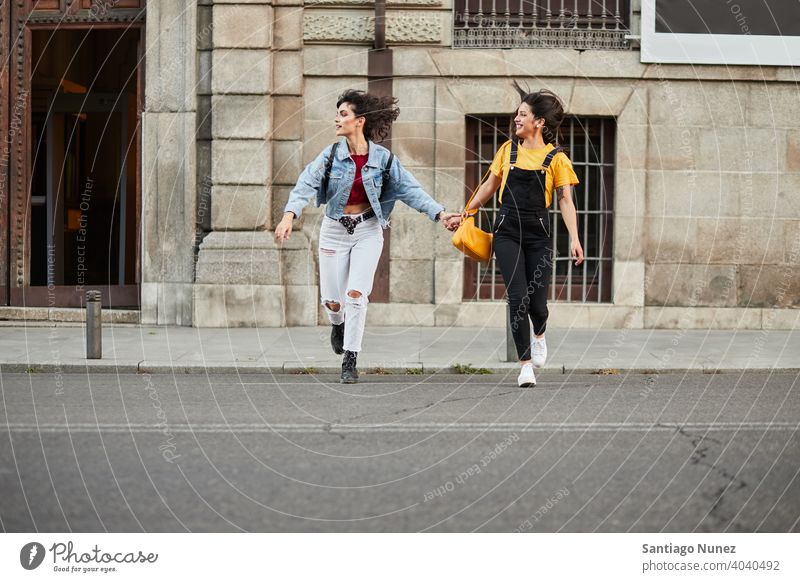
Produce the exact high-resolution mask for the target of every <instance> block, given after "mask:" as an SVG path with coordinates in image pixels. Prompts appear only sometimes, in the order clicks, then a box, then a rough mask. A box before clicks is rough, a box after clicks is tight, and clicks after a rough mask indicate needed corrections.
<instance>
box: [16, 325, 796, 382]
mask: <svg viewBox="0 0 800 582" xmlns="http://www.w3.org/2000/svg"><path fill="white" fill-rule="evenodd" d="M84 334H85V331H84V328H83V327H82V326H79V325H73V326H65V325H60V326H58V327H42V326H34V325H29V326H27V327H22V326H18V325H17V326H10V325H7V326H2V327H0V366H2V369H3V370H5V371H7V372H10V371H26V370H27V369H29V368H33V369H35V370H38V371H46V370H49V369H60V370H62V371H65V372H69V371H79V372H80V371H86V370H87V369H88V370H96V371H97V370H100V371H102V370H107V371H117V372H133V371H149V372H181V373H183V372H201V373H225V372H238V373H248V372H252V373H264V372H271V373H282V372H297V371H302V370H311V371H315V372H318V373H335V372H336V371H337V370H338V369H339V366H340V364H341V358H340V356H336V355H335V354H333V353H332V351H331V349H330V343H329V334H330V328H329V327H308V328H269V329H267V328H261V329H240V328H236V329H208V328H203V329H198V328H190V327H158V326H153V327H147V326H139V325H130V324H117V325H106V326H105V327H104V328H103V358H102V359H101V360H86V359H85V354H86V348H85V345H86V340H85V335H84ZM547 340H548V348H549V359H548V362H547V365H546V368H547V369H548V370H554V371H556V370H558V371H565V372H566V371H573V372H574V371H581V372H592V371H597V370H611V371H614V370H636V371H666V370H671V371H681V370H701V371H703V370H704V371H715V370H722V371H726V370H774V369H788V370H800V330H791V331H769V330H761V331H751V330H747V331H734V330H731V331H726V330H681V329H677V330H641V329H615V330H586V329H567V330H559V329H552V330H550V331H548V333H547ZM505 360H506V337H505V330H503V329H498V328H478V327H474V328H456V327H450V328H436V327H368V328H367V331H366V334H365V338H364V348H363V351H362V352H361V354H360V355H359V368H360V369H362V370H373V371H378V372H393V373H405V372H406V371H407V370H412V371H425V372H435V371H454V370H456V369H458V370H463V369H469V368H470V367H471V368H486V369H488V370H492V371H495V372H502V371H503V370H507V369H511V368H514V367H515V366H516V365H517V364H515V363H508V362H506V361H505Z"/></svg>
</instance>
----
* EXERCISE INSTRUCTIONS
Could you switch "high-resolution" to "full-resolution" in the items, starting at their beginning and stopping after the line that contains "box: [16, 325, 796, 382]", leaving all else unchanged and the pictures out?

* TASK SOLUTION
Produce the exact full-resolution mask for the target of every <instance> block, given after "mask:" as an SVG path with coordinates in image pixels. Prompts appear only sometimes, in the order clicks, then a box, then a rough mask. A box before clicks is rough, a box after clicks is tight, and clicks after a rough mask indicate needed corrections.
<instance>
box: [16, 325, 796, 382]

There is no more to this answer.